TASK STATEMENT:
Convert the material from its start through the line with "[(394, 161)]" into a two-column CSV with the headers instruction and points. Give one row per answer, with the text preceding that answer in instruction and the answer in points, each as a single quoted field with line breaks replaced by spaces.

DATA SHOWN:

:::

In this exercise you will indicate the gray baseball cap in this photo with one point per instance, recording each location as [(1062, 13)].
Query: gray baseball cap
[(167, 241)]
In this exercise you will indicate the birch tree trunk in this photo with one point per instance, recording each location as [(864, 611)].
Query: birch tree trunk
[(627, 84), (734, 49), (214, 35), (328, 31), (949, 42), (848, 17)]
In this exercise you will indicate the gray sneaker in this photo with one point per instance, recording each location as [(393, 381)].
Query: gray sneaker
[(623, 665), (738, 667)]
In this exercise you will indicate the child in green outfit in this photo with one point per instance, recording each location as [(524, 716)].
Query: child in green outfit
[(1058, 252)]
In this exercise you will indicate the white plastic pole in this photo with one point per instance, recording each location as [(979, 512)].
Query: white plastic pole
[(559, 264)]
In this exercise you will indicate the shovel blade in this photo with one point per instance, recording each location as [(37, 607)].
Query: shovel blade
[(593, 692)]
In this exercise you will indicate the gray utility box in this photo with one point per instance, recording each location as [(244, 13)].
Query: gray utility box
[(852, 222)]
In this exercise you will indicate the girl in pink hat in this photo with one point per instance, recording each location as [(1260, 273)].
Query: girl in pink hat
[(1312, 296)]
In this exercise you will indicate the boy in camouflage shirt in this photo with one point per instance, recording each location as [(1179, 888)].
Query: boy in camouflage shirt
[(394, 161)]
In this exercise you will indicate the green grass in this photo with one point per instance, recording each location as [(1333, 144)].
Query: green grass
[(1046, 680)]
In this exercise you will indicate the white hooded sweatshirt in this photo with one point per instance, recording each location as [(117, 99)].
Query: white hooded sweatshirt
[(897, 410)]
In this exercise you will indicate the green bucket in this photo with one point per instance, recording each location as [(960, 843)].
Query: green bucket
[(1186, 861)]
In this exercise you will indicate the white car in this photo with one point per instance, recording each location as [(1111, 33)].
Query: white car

:::

EXERCISE RESULT:
instruction,points
"In this exercise you will indicate the gray baseball cap in this photo with one point per instance, recording each location as [(1062, 13)]. Query: gray baseball cap","[(167, 241)]"
"In this exercise you will indicate the birch tree trunk in this photo with one point per instance, recording each location as [(864, 611)]. Query: birch tree trunk","[(627, 84), (734, 49), (214, 35), (328, 31), (949, 42), (848, 17)]"
"In this exercise you will indicate the gray sneaker in this photo with one point per instance, recording each location as [(393, 381)]. Query: gray sneaker","[(623, 665), (738, 667)]"
"In this exercise you will indicate the child in green outfit in this photo with one point per instance, recording each location as [(524, 716)]. Query: child in green outfit","[(1058, 252)]"
"In this exercise you will indicate the white plastic pole in this photo with one point per instance, recording each location as [(979, 512)]. Query: white plastic pole","[(559, 264)]"
"In this exercise you will indicate the shovel blade in this photo with one point per instance, recording each location as [(37, 607)]. Query: shovel blade","[(593, 692)]"
"In this exercise you will indicate the gray utility box in this photo with one point per instance, recording each location as [(244, 13)]. Query: gray utility box","[(852, 222)]"
"In this exercise you will indicate the girl in pink hat in this photo with one point per instance, recording each location as [(1260, 273)]. Query: girl in pink hat","[(1312, 296)]"
"In this exercise you will indicate the boy in camouflage shirt in this photo with one point per instance, recording each location as [(1179, 888)]. Query: boy in camouflage shirt","[(394, 161)]"